DATA EXCERPTS: Begin

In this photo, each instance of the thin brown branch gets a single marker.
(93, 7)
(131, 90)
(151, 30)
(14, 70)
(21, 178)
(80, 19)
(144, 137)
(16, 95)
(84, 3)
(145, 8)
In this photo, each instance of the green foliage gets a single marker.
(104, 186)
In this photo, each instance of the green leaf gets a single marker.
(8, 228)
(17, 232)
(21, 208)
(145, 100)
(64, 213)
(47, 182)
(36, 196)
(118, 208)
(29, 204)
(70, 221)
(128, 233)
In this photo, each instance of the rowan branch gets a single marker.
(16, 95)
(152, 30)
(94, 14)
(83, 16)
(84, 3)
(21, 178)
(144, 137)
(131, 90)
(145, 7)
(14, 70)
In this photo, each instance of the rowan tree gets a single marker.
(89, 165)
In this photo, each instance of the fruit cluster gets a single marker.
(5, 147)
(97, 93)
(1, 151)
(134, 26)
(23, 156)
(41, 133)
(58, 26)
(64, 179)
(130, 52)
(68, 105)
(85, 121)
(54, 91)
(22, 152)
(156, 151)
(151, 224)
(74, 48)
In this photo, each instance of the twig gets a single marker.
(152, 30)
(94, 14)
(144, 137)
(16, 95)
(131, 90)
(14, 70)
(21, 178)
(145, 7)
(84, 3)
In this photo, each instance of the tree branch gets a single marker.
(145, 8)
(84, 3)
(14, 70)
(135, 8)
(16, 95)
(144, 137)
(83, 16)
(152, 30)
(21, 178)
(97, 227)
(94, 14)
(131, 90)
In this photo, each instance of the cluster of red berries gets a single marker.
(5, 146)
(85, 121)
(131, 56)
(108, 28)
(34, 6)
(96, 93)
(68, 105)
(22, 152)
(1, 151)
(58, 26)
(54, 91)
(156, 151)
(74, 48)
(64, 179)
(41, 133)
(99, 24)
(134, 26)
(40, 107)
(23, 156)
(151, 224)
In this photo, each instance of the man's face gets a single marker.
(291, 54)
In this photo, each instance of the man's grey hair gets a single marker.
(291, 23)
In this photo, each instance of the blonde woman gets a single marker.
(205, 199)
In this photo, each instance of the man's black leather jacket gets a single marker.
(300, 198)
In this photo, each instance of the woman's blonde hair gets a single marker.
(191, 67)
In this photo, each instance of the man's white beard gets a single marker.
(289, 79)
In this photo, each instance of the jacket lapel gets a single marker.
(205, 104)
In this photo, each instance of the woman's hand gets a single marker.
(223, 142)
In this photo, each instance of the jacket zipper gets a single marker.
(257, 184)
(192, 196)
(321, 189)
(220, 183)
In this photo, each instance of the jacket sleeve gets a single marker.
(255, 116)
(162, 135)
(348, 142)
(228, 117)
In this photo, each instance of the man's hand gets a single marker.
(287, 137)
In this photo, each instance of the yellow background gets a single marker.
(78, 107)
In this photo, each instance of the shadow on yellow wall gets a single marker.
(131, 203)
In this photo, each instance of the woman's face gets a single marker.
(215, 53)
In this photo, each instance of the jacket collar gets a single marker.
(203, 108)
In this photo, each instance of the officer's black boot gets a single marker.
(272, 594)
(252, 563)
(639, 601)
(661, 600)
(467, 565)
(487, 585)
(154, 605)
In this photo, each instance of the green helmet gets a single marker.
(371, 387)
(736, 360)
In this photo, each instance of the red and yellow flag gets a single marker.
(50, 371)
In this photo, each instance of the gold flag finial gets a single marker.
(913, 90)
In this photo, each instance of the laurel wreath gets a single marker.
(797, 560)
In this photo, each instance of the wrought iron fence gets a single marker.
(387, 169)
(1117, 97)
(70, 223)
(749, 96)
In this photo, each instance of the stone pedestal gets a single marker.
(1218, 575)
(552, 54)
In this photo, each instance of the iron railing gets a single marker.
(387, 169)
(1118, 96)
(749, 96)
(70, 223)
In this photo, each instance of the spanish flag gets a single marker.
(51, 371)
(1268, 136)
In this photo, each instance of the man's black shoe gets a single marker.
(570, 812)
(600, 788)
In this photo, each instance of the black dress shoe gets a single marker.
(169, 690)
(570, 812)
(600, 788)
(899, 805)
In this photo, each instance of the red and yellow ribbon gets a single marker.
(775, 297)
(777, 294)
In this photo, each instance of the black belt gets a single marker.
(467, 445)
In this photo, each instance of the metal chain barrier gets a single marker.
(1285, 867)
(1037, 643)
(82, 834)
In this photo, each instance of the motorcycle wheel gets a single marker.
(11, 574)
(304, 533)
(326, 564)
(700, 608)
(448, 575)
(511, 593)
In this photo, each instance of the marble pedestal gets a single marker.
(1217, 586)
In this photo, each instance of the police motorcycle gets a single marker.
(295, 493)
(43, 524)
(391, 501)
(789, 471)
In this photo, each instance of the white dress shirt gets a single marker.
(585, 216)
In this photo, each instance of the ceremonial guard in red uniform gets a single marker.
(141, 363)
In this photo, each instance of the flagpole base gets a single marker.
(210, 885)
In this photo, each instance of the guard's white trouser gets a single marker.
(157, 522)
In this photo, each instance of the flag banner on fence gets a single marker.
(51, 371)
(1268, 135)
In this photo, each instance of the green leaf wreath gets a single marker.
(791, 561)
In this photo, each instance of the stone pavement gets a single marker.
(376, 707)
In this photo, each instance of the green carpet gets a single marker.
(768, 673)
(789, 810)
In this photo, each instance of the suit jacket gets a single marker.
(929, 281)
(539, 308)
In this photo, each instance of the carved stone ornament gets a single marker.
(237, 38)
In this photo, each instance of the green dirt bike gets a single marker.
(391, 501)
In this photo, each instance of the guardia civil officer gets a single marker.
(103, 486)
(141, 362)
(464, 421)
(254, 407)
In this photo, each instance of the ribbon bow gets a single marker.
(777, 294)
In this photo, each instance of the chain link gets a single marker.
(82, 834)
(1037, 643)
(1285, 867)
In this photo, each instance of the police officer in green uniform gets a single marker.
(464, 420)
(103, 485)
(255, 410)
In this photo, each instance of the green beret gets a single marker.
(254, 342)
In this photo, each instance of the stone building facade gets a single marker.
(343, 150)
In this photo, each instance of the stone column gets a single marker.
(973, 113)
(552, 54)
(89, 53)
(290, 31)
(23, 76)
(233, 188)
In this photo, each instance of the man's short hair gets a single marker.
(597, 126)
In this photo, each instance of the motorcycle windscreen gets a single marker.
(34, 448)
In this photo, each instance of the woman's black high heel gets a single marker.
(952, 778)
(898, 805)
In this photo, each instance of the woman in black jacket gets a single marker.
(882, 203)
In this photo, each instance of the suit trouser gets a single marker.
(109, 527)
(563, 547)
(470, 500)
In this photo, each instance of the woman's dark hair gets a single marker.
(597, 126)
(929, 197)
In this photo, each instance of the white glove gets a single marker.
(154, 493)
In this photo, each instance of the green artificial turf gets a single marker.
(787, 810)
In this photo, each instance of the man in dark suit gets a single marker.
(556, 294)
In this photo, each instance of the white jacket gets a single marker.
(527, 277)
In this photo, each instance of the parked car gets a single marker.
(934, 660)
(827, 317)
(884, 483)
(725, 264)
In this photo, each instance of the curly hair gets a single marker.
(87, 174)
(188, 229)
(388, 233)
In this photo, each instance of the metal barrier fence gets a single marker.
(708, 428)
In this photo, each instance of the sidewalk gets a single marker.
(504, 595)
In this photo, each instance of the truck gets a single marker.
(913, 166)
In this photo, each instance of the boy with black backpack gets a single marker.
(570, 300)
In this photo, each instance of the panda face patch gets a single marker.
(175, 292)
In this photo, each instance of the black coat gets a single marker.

DATA EXCERPTS: End

### DIRECTIONS FOR THIS TASK
Return every line of the listing, word for word.

### EXERCISE RESPONSE
In this photo, each instance of the thin brown branch gets a single marker.
(93, 7)
(131, 90)
(151, 30)
(14, 70)
(21, 178)
(80, 19)
(144, 137)
(16, 95)
(84, 3)
(145, 8)
In this photo, each instance of the green foliage gets a single marker.
(104, 186)
In this photo, each instance of the green leaf gets a single marker.
(8, 228)
(17, 232)
(21, 208)
(145, 100)
(64, 213)
(47, 182)
(36, 196)
(118, 208)
(29, 204)
(70, 221)
(128, 233)
In this photo, each instance of the rowan branch gets a single marker.
(16, 95)
(152, 30)
(94, 14)
(83, 16)
(84, 3)
(21, 178)
(144, 137)
(131, 90)
(145, 7)
(14, 70)
In this photo, each instance of the rowan tree gets a single marker.
(89, 165)
In this photo, each instance of the fruit cluster gets a single marker.
(5, 147)
(97, 93)
(1, 151)
(134, 26)
(23, 156)
(41, 133)
(58, 26)
(64, 179)
(130, 52)
(68, 105)
(85, 121)
(54, 91)
(22, 152)
(156, 151)
(151, 224)
(74, 48)
In this photo, each instance of the twig gets a single marker.
(152, 30)
(94, 14)
(144, 137)
(16, 95)
(131, 90)
(14, 70)
(21, 178)
(145, 7)
(84, 3)
In this photo, each instance of the tree branch gets a single marker.
(145, 8)
(84, 3)
(14, 70)
(135, 8)
(16, 95)
(144, 137)
(83, 16)
(152, 30)
(21, 178)
(97, 227)
(94, 14)
(131, 90)
In this photo, each instance of the cluster of red berries gets a single marker.
(5, 146)
(85, 121)
(131, 56)
(108, 28)
(34, 6)
(96, 93)
(68, 105)
(22, 152)
(1, 151)
(58, 26)
(54, 91)
(156, 151)
(74, 48)
(64, 179)
(41, 133)
(99, 24)
(134, 26)
(40, 107)
(23, 156)
(151, 224)
In this photo, each instance of the man's face gets a single marker.
(291, 54)
In this photo, each instance of the man's grey hair gets a single marker.
(291, 23)
In this photo, each instance of the blonde woman gets a single marker.
(205, 199)
In this photo, each instance of the man's black leather jacket gets a single marker.
(300, 198)
In this photo, each instance of the woman's blonde hair gets a single marker.
(191, 67)
In this photo, each instance of the man's white beard gets a single marker.
(289, 79)
In this photo, each instance of the jacket lapel gets a single marker.
(205, 104)
In this photo, each instance of the woman's hand gets a single marker.
(223, 142)
In this photo, each instance of the jacket zipper gets a single marker.
(257, 184)
(192, 196)
(321, 189)
(220, 183)
In this photo, each instance of the jacket sleeve gets a single marker.
(255, 116)
(162, 135)
(348, 142)
(228, 117)
In this photo, each instance of the man's hand gets a single marker.
(287, 137)
In this photo, each instance of the yellow background gets a single marker.
(78, 107)
In this photo, each instance of the shadow on yellow wall gets a single marker.
(131, 203)
In this photo, each instance of the woman's face gets a single marker.
(215, 53)
In this photo, each instance of the jacket collar gets a single marker.
(203, 108)
In this photo, each instance of the officer's black boot gets a single marker.
(272, 594)
(252, 563)
(639, 601)
(661, 600)
(467, 565)
(487, 585)
(154, 605)
In this photo, each instance of the green helmet gets a single marker.
(371, 387)
(736, 360)
In this photo, each instance of the red and yellow flag gets a single marker.
(50, 371)
In this photo, each instance of the gold flag finial gets a single marker.
(913, 90)
In this photo, each instance of the laurel wreath gets a single marker.
(797, 560)
In this photo, each instance of the wrought iron fence gets a single marker.
(387, 169)
(1117, 97)
(70, 223)
(749, 96)
In this photo, each instance of the stone pedestal gets a single marker.
(1218, 575)
(552, 54)
In this photo, each instance of the iron railing gets a single marker.
(387, 169)
(1118, 96)
(749, 96)
(70, 223)
In this photo, each instance of the spanish flag gets a single marker.
(51, 371)
(1268, 136)
In this photo, each instance of the man's black shoe gets a single marker.
(570, 812)
(600, 788)
In this photo, each instance of the black dress shoe gets a single marker.
(169, 690)
(570, 812)
(600, 788)
(899, 805)
In this photo, each instance of the red and yellow ribbon gets a single marker.
(775, 297)
(777, 294)
In this photo, each instance of the black belt gets a single marker.
(467, 445)
In this photo, each instance of the metal chain barrier gets a single marker.
(1285, 867)
(1037, 643)
(82, 834)
In this photo, each instance of the motorcycle wheel gets a single marker.
(11, 574)
(304, 533)
(326, 564)
(700, 608)
(448, 575)
(511, 593)
In this photo, each instance of the marble pedestal gets a single marker.
(1217, 586)
In this photo, each instance of the police motorcycle gets a single marker.
(295, 493)
(43, 524)
(391, 501)
(789, 471)
In this photo, each instance of the white dress shirt gets a single marker.
(585, 216)
In this photo, each instance of the ceremonial guard in red uniform gets a single marker.
(141, 363)
In this photo, each instance of the flagpole base gets a single marker.
(210, 885)
In this photo, each instance of the guard's white trouser gets a single marker.
(157, 522)
In this photo, each instance of the flag banner on fence gets a single marker.
(51, 371)
(1268, 135)
In this photo, each instance of the green leaf wreath gets a single marker.
(791, 561)
In this photo, each instance of the stone pavement gets a single marker.
(376, 707)
In this photo, each instance of the green carpet gets a single marker.
(768, 673)
(789, 810)
In this photo, each instance of the suit jacket gets a single marker.
(929, 281)
(539, 308)
In this photo, each instance of the carved stone ornament gets a single marker.
(237, 38)
In this photo, each instance of the green dirt bike gets a single marker.
(391, 501)
In this photo, each instance of the guardia civil officer gets a single marker.
(103, 486)
(141, 362)
(464, 421)
(254, 407)
In this photo, each instance of the ribbon bow gets a single marker.
(777, 294)
In this photo, each instance of the chain link gets a single marker.
(82, 834)
(1037, 643)
(1285, 867)
In this photo, each instance of the police officer in green uniform gets a single marker.
(464, 420)
(103, 485)
(255, 410)
In this photo, each instance of the green beret gets a single marker.
(254, 342)
In this photo, each instance of the stone building facade gets a single marker.
(343, 150)
In this photo, each instance of the stone column gets a single marker.
(973, 113)
(552, 54)
(89, 53)
(290, 31)
(23, 76)
(233, 188)
In this photo, each instance of the man's short hair gets a single marker.
(597, 126)
In this photo, each instance of the motorcycle windscreen gets a single marker.
(34, 448)
In this photo, each instance of the woman's black high heel gets a single marker.
(952, 778)
(898, 805)
In this photo, each instance of the woman in black jacket gets a single marker.
(882, 203)
In this photo, each instance of the suit trouser gets a single marker.
(109, 527)
(563, 547)
(470, 500)
In this photo, each instance of the woman's dark hair gets a single marker.
(597, 126)
(929, 197)
In this photo, each instance of the white glove gets a single marker.
(154, 493)
In this photo, each instance of the green artificial turf gets a single marker.
(787, 810)
In this photo, each instance of the man in dark suit gets a single marker.
(556, 294)
In this photo, each instance of the white jacket gets a single marker.
(527, 277)
In this photo, each instance of the parked car gets a single marker.
(934, 660)
(827, 317)
(884, 483)
(725, 264)
In this photo, each instance of the curly hair gets a single marker.
(87, 174)
(188, 229)
(388, 233)
In this photo, each instance of the metal barrier fence gets a single marker.
(708, 428)
In this photo, each instance of the sidewalk gets a single marker.
(504, 595)
In this photo, each instance of the truck gets a single marker.
(913, 166)
In this photo, each instance of the boy with black backpack gets a single marker.
(570, 300)
In this photo, each instance of the panda face patch gets a single marker.
(175, 292)
In this photo, each instance of the black coat gets a single marker.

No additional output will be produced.